TASK:
For every line in the records that has the word "facade", make a copy.

DATA IN THIS EXERCISE:
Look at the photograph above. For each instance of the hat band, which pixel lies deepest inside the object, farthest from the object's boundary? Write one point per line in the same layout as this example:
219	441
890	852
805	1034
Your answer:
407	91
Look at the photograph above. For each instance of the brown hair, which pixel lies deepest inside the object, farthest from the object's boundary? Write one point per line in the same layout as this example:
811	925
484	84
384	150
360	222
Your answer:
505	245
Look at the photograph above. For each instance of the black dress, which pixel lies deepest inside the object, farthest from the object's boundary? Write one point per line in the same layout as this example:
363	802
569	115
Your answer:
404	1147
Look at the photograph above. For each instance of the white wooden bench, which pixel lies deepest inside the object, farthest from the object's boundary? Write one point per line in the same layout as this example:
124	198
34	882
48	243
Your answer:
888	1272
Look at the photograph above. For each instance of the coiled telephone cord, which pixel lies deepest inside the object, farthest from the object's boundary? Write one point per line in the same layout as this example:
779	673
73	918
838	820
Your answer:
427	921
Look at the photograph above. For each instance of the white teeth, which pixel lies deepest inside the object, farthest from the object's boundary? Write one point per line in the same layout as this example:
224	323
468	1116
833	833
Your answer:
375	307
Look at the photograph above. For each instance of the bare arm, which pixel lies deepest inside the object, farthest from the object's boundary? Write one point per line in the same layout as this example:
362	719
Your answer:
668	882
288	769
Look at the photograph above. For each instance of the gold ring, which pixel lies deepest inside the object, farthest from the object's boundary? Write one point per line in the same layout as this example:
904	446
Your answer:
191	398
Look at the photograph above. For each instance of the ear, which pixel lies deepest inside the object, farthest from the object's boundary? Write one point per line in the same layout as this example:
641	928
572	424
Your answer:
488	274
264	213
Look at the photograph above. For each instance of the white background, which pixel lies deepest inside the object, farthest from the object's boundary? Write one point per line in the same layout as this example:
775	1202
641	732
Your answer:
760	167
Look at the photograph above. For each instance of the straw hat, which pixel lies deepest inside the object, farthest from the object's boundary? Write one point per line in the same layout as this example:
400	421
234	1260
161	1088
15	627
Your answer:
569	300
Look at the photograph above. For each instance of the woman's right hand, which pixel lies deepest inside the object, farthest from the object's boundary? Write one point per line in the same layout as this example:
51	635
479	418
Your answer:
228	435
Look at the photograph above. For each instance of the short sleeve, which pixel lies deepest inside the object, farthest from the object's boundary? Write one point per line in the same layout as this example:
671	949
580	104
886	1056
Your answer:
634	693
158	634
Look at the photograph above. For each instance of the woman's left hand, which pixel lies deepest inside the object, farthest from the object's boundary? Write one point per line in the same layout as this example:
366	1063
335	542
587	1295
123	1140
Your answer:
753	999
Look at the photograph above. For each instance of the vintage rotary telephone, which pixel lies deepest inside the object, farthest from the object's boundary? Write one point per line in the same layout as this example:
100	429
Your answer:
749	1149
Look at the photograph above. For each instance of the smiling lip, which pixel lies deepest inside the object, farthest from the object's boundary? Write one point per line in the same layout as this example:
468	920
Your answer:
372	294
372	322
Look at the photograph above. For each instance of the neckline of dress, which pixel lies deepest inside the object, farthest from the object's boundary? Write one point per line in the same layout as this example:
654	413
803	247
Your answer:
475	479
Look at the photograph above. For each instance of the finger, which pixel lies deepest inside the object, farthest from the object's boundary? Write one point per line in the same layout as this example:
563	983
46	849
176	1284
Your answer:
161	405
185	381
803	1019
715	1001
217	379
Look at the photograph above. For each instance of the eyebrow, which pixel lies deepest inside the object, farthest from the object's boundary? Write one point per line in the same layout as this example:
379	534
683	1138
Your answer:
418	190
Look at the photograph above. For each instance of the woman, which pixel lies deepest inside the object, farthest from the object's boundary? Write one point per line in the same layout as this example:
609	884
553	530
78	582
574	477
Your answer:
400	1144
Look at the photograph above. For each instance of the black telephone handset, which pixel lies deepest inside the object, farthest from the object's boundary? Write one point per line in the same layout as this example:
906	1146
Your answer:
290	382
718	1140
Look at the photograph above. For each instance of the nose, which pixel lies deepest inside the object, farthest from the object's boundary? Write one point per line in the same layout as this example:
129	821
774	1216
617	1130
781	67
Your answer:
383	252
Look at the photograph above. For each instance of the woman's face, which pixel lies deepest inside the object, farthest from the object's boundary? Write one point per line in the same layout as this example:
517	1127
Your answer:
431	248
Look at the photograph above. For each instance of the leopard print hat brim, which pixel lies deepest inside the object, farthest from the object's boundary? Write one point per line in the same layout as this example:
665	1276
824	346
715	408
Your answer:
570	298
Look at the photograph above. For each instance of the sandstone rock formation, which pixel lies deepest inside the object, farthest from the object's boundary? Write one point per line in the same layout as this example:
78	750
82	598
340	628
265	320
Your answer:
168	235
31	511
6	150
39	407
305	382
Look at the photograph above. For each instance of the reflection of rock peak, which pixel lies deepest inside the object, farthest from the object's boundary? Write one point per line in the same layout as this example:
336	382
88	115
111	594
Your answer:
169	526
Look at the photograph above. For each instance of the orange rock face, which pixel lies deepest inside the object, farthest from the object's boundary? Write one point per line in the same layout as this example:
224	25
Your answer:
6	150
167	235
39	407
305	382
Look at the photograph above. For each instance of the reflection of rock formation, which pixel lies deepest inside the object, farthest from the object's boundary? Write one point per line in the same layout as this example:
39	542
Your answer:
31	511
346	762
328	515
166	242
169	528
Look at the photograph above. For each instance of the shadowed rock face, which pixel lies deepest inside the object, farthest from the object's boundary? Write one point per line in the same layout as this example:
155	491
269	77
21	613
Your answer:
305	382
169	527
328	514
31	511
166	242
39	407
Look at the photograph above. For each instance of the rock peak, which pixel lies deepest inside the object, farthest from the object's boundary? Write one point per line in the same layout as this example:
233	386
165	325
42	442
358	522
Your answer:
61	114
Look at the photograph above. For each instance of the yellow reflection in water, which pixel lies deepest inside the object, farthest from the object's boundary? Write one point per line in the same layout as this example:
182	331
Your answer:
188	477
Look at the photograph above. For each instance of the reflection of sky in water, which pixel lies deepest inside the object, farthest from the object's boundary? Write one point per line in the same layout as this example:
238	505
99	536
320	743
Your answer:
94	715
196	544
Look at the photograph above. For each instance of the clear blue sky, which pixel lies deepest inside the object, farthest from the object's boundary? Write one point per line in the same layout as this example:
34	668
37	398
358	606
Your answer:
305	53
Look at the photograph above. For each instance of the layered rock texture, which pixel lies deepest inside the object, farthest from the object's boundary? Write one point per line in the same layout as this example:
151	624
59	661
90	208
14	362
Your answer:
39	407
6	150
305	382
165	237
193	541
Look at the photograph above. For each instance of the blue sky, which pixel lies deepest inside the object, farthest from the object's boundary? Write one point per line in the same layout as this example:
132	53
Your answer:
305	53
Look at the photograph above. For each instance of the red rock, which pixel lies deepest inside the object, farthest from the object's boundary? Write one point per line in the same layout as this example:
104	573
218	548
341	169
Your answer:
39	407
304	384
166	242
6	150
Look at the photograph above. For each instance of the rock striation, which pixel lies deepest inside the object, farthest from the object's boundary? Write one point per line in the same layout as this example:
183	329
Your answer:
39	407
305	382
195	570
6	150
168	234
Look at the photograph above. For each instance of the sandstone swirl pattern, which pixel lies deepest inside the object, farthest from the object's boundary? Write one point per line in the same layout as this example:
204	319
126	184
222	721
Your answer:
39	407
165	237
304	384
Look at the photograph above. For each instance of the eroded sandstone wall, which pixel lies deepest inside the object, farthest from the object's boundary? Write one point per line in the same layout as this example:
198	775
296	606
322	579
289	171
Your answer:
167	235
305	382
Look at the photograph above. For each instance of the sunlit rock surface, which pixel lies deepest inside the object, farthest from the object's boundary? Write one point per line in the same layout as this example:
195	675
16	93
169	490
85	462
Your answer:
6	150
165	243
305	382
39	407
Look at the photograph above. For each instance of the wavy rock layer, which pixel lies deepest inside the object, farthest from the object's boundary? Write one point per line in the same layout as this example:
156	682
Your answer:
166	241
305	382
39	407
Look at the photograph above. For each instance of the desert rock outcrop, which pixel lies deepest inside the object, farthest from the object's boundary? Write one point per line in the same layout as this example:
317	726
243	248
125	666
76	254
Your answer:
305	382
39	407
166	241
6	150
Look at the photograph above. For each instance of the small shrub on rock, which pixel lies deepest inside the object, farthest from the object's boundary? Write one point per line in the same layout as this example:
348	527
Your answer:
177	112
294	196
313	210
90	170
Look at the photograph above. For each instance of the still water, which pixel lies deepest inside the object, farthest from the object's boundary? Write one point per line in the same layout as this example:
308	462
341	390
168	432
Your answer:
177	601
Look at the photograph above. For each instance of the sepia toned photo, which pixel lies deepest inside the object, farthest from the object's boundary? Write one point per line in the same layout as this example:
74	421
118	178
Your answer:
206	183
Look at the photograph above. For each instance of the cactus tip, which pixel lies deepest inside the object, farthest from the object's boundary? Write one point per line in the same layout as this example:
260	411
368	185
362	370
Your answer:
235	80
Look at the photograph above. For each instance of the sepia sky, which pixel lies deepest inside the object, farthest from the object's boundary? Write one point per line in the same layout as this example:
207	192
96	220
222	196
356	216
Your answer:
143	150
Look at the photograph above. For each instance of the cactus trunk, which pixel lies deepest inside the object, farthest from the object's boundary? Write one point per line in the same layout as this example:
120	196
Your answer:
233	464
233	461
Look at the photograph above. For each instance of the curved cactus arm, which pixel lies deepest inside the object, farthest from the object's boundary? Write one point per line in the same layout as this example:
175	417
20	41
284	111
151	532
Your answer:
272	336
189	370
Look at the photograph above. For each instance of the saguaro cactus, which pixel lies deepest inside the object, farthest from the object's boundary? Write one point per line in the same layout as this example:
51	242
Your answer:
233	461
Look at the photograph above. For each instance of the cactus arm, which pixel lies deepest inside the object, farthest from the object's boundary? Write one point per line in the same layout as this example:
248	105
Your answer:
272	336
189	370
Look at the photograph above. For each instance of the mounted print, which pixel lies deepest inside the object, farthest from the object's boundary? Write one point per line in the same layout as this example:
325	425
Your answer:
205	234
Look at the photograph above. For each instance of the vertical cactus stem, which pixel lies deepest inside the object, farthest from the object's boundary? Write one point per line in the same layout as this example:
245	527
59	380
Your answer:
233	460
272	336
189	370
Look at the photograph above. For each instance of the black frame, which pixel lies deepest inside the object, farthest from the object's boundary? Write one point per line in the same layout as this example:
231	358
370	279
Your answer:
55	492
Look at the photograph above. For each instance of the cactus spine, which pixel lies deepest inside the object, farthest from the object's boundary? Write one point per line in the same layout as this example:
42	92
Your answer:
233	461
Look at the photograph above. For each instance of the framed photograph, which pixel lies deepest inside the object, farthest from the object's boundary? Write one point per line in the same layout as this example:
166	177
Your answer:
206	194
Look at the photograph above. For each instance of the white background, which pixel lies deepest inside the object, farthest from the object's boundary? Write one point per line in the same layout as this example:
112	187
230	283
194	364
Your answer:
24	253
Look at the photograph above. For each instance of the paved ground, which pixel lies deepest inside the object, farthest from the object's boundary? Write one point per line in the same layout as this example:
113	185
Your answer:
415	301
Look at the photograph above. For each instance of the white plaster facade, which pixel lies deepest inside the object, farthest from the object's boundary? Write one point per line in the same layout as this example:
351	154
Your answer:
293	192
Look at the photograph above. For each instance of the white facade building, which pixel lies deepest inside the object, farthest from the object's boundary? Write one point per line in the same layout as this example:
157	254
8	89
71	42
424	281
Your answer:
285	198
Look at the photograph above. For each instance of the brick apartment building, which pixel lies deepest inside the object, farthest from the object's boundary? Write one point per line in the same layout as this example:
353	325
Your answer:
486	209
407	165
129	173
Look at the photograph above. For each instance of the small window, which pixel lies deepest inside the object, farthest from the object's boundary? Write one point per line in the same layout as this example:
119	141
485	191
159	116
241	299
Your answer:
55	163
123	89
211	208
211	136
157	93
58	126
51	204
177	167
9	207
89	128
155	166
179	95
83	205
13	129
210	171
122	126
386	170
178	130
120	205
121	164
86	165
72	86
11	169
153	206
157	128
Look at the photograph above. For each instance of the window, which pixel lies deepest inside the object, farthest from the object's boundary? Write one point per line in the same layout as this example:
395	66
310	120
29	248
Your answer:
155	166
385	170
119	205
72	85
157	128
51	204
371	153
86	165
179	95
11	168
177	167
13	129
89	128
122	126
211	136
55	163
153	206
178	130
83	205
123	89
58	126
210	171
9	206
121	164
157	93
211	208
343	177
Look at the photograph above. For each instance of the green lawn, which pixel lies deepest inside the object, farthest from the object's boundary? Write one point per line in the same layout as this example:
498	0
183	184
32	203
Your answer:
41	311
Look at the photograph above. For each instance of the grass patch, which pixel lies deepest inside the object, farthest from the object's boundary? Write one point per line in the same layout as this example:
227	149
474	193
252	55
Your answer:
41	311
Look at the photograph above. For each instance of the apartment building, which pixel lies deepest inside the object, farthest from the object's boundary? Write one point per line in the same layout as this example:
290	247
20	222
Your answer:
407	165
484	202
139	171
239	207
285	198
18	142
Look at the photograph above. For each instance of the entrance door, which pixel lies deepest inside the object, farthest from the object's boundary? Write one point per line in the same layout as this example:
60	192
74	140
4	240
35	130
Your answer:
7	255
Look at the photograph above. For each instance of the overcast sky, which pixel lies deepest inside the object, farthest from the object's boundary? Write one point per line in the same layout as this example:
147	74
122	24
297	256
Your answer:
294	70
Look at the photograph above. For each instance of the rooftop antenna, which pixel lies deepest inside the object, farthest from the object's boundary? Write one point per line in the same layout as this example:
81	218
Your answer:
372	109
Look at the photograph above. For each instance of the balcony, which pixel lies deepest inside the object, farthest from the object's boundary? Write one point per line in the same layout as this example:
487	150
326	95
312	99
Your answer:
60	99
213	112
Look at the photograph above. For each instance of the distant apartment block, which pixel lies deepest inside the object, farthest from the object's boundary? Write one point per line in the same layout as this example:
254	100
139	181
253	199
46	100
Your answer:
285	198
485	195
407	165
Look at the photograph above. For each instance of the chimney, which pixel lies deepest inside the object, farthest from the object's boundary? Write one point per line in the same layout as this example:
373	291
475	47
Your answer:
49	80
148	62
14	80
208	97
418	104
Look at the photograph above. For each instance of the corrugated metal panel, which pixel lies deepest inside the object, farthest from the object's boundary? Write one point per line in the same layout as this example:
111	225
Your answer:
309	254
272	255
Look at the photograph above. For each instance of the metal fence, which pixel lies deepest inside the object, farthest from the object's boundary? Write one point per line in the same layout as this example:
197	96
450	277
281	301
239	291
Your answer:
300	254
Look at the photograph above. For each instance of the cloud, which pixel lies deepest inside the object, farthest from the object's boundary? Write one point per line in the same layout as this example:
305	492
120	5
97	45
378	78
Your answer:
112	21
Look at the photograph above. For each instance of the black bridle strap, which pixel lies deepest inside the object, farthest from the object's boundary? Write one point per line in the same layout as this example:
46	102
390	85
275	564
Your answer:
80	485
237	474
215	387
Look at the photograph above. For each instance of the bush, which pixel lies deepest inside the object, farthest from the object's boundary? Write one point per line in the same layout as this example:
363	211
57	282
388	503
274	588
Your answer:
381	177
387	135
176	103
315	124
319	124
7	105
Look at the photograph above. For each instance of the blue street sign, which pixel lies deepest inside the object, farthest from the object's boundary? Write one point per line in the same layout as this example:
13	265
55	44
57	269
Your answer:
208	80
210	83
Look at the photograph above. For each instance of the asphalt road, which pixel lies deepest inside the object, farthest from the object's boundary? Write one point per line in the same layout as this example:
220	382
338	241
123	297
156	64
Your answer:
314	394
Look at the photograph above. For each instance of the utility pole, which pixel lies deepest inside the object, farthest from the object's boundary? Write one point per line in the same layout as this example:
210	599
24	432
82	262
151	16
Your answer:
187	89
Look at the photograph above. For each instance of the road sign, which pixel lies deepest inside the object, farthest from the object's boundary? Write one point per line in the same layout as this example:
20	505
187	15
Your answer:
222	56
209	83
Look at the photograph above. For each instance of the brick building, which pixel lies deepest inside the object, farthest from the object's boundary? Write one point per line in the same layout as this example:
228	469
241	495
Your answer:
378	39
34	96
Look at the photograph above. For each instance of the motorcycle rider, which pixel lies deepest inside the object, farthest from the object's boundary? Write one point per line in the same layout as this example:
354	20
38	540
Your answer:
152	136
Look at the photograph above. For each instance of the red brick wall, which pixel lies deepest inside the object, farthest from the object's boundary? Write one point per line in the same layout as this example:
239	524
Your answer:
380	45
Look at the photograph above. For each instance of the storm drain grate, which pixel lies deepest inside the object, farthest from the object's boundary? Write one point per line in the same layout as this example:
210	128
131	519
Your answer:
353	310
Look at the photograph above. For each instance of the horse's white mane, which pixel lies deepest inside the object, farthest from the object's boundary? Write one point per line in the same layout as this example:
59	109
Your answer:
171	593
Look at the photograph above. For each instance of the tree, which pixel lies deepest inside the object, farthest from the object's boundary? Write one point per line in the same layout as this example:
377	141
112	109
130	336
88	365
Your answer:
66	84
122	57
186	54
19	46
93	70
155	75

RESPONSE AREA:
Look at the photograph above. For each instance of the white plaster facade, which pixel lies deepest inside the object, farthest from the object's boundary? Write one point per line in the same layout as this example:
Look at the photograph above. For each instance of the white facade building, which pixel lies deepest inside the object, farthest from the object's boundary? Write one point per line in the same layout as this example:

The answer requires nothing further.